▶ **EXCERPTED TEXT**

Wolf Pamphile, the founder of the Haiti Policy House, a Washington research institute, said he was struck by the prime minister’s inviting and “calming vibe.” At a cocktail hour meeting in Washington, Mr. Conille wore a guayabera and spoke Creole and English — but not the French usually favored by the Haitian educated elites, Mr. Pamphile said.
He said Mr. Conille was enjoying a honeymoon period, but it’s unclear how long it will last.
“You know when you first start a job and everyone likes you?” Mr. Pamphile said. “He’s off to a good start. He’s delivering something people have been asking for, which is communication.”
Experts debate when exactly things got so bad in Haiti. The billions in earthquake aid never accomplished the enormous redevelopment needed. No elections have been held in eight years, which has left Parliament and most other elected positions empty.
President Jovenel Moïse was assassinated in his home three years ago this week, and the next three years were marked by a wave of gang violence that saw huge increases in kidnappings, killings and the takeover of much of Port-au-Prince, the capital.
In late February, several gangs joined forces in a quest to overthrow the government. They succeeded in forcing the resignation of the prime minister at the time, Ariel Henry. Mr. Henry had flown to Kenya to formalize an agreement for the East African nation to deploy police officers to curb gang violence. Gang leaders took advantage of his absence to attack police stations, prisons and medical facilities.
Nearly 600,000 were forced to flee their homes in recent years. The United Nations recorded 3,252 homicides between January and May, up from 2,453 during the previous five-month reporting period.
Asked why he would leave his previous job, as a regional director for UNICEF, to take on such a challenging endeavor, Mr. Conille borrowed from an expression he said he picked up in Africa: “If not me, then who? And if not now, then when?”
Mr. Conille scored points shortly after he took office by showing empathy by publicly meeting with widows of slain police officers, said Garry Pierre-Pierre, founder of The Haitian Times, an online newspaper based in New York that covers Haiti and the diaspora.
“Haitian leaders never do that,” he said.
He called Mr. Conille’s prior term as prime minister a decade ago under Mr. Martelly a “debacle,” precisely because he was not one to play politics.
“He was politically naïve,” Mr. Pierre-Pierre said. “He didn’t play the petty games that politicians writ large and especially those in Haiti play, and he was not ready for that.”

▶ **INFORMATION PROVIDED**
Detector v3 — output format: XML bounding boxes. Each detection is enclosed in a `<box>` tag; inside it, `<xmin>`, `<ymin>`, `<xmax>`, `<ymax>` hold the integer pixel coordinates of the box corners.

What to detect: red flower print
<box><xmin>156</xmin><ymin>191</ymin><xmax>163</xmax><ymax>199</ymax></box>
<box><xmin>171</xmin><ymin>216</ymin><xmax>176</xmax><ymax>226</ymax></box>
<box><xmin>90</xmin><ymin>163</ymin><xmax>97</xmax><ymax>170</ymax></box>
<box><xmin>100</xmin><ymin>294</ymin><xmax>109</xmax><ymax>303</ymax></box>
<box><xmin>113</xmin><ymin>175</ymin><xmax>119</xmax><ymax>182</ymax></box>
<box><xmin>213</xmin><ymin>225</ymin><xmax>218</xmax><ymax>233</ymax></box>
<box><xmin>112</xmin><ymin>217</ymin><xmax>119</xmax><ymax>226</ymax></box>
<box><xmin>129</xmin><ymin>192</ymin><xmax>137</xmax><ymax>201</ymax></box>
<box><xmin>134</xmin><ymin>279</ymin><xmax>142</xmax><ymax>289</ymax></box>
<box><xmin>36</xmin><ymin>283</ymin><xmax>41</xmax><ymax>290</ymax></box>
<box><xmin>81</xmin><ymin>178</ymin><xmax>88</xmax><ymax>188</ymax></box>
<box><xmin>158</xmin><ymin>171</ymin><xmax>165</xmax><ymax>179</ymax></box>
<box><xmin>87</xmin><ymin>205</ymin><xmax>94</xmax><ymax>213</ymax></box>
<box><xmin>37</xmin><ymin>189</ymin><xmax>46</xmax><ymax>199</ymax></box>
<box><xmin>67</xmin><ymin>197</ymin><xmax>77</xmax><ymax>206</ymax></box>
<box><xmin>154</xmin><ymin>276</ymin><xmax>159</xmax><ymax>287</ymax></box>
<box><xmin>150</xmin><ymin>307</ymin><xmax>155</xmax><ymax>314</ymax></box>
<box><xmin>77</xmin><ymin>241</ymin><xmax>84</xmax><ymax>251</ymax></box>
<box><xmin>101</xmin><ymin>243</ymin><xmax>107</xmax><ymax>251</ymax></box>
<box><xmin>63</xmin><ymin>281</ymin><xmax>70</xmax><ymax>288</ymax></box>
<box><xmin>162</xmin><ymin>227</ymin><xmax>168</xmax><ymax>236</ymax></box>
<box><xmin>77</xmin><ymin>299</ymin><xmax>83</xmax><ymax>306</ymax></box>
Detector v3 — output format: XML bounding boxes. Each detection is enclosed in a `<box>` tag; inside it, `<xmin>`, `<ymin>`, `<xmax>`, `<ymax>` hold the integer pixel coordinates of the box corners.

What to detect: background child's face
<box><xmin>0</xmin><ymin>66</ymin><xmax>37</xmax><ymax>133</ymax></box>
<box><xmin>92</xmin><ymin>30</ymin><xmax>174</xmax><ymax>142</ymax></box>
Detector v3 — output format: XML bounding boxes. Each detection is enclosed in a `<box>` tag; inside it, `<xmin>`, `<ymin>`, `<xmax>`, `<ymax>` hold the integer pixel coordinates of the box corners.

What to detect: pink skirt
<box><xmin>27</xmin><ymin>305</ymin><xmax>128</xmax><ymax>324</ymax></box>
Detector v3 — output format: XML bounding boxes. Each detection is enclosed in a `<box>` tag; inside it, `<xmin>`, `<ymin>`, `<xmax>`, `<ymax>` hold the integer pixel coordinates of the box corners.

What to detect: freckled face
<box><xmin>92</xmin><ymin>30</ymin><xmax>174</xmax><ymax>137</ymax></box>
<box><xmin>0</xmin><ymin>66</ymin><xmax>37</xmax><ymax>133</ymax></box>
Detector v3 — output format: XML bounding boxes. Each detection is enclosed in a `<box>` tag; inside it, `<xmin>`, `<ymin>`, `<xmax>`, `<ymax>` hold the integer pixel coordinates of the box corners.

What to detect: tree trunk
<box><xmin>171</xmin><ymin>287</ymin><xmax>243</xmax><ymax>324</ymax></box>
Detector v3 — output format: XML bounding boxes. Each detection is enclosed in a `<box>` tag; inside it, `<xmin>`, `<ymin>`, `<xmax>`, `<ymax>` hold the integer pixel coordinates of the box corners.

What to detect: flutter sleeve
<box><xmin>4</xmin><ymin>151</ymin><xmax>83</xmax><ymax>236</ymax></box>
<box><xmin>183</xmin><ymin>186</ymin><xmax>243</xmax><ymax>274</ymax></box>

▶ **EXERCISE 1**
According to the excerpt on Haiti's prime minister, what job did Mr. Conille leave to take on the role?
▶ **EXERCISE 2**
Rewrite the excerpt on Haiti's prime minister from "Nearly 600,000 were" to "to play politics.", changing "widows" to "families".
Answer using only the excerpt on Haiti's prime minister.

▶ **WORKED SOLUTION 1**
He left his job as a regional director for UNICEF.

▶ **WORKED SOLUTION 2**
Nearly 600,000 were forced to flee their homes in recent years. The United Nations recorded 3,252 homicides between January and May, up from 2,453 during the previous five-month reporting period.
Asked why he would leave his previous job, as a regional director for UNICEF, to take on such a challenging endeavor, Mr. Conille borrowed from an expression he said he picked up in Africa: “If not me, then who? And if not now, then when?”
Mr. Conille scored points shortly after he took office by showing empathy by publicly meeting with families of slain police officers, said Garry Pierre-Pierre, founder of The Haitian Times, an online newspaper based in New York that covers Haiti and the diaspora.
“Haitian leaders never do that,” he said.
He called Mr. Conille’s prior term as prime minister a decade ago under Mr. Martelly a “debacle,” precisely because he was not one to play politics.